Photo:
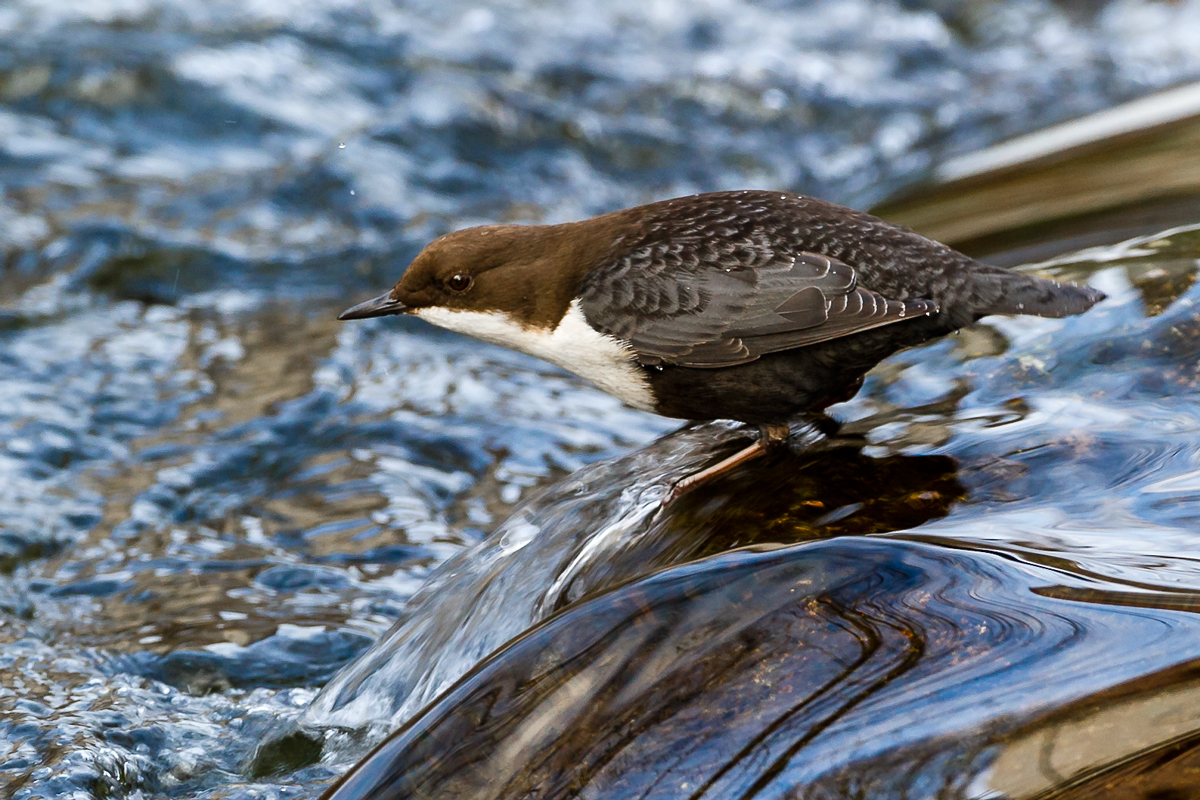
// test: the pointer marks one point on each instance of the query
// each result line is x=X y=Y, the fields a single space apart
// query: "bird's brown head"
x=529 y=272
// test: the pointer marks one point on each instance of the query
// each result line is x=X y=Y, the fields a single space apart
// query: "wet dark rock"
x=773 y=673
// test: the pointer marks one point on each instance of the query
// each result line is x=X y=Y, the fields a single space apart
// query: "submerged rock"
x=855 y=667
x=606 y=525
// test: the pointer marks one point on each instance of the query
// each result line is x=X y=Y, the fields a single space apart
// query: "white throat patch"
x=574 y=346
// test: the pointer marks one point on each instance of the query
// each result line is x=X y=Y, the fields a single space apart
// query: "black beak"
x=381 y=306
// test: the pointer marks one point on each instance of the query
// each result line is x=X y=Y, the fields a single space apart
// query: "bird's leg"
x=769 y=438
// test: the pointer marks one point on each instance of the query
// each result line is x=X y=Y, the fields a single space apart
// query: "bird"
x=757 y=306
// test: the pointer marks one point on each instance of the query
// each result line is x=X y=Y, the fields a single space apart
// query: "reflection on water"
x=754 y=674
x=213 y=497
x=605 y=525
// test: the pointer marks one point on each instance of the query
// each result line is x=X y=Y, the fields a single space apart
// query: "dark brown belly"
x=785 y=385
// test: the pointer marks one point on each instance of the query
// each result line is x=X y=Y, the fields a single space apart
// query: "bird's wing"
x=721 y=306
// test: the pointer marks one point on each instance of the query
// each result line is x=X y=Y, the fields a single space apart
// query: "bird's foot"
x=771 y=437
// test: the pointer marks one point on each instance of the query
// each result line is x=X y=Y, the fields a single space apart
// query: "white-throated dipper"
x=754 y=306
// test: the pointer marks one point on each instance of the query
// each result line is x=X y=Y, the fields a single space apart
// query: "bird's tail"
x=1005 y=292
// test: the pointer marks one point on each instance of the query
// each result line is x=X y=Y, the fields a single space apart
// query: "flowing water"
x=214 y=497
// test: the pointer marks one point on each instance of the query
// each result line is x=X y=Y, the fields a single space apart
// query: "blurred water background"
x=213 y=495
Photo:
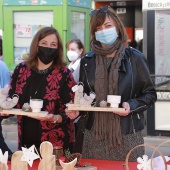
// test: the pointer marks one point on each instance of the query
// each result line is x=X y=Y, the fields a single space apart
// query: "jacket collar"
x=122 y=68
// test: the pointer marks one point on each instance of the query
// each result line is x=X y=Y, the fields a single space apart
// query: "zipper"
x=87 y=79
x=134 y=131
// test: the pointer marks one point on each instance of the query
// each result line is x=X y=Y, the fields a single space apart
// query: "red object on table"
x=100 y=164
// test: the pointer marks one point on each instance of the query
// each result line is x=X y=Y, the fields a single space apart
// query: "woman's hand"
x=126 y=111
x=72 y=114
x=48 y=117
x=2 y=113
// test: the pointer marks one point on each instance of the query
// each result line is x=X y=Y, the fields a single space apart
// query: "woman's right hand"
x=2 y=113
x=72 y=114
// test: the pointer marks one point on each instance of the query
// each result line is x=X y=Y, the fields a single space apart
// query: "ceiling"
x=122 y=3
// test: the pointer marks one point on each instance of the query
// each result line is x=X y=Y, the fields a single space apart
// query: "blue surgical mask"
x=106 y=36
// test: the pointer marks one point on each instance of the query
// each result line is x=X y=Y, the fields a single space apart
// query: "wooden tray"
x=21 y=112
x=90 y=108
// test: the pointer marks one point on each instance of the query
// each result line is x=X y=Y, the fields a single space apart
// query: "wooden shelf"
x=90 y=108
x=21 y=112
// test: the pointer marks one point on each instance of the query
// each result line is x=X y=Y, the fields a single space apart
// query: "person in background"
x=1 y=56
x=75 y=52
x=112 y=69
x=4 y=80
x=44 y=75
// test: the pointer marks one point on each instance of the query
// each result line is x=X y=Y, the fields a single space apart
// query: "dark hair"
x=98 y=17
x=79 y=45
x=1 y=47
x=32 y=60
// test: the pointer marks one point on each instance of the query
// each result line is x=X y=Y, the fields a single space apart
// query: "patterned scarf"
x=106 y=124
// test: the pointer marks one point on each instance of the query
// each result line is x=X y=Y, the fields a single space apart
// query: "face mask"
x=106 y=36
x=46 y=54
x=72 y=55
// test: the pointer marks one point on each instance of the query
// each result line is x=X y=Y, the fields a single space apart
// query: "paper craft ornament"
x=16 y=163
x=144 y=163
x=48 y=159
x=69 y=165
x=29 y=155
x=3 y=160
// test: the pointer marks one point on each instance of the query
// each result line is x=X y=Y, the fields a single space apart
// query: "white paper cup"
x=36 y=105
x=113 y=98
x=116 y=105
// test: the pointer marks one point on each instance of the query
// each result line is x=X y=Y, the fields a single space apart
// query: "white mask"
x=72 y=55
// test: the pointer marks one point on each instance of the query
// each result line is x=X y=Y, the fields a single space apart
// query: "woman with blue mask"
x=112 y=68
x=75 y=51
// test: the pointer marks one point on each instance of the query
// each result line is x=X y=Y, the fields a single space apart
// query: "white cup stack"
x=36 y=105
x=114 y=100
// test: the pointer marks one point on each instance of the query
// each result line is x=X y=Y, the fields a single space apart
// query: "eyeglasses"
x=101 y=9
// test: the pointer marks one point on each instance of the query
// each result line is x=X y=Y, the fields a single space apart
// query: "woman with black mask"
x=44 y=75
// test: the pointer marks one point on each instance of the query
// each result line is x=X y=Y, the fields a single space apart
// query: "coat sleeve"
x=145 y=96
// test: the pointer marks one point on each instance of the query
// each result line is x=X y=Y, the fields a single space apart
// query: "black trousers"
x=3 y=145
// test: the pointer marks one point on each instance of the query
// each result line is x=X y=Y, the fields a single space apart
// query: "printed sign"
x=23 y=31
x=32 y=2
x=155 y=4
x=80 y=3
x=162 y=43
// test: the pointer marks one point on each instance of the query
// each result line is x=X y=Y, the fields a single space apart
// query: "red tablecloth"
x=100 y=164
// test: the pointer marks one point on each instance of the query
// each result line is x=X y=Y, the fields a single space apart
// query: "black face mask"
x=46 y=54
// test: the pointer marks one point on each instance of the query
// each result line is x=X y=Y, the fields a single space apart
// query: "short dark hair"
x=32 y=60
x=98 y=17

**CHALLENGE:** Reproduce every line from the very first one through the line holding "x=381 y=306", both included, and leave the pictures out of your copy.

**FULL ANSWER:**
Photo:
// test: the pointer marks one point on each instance of the query
// each result line is x=X y=Y, the fields a single space apart
// query: "bird's brown head"
x=529 y=272
// test: the pointer marks one point on each instance of the query
// each result line is x=X y=Y, the fields a single space apart
// query: "wet dark rock"
x=773 y=673
// test: the pointer marks one point on each instance of the query
// each result line is x=X y=Y, the fields a single space apart
// query: "submerged rock"
x=855 y=667
x=606 y=525
// test: the pointer marks one point on each instance of the query
// each result line is x=X y=Y, the fields a single space apart
// query: "white throat patch"
x=574 y=346
// test: the pointer marks one point on each instance of the query
// each result line is x=X y=Y, the fields a single space apart
// query: "black beak"
x=381 y=306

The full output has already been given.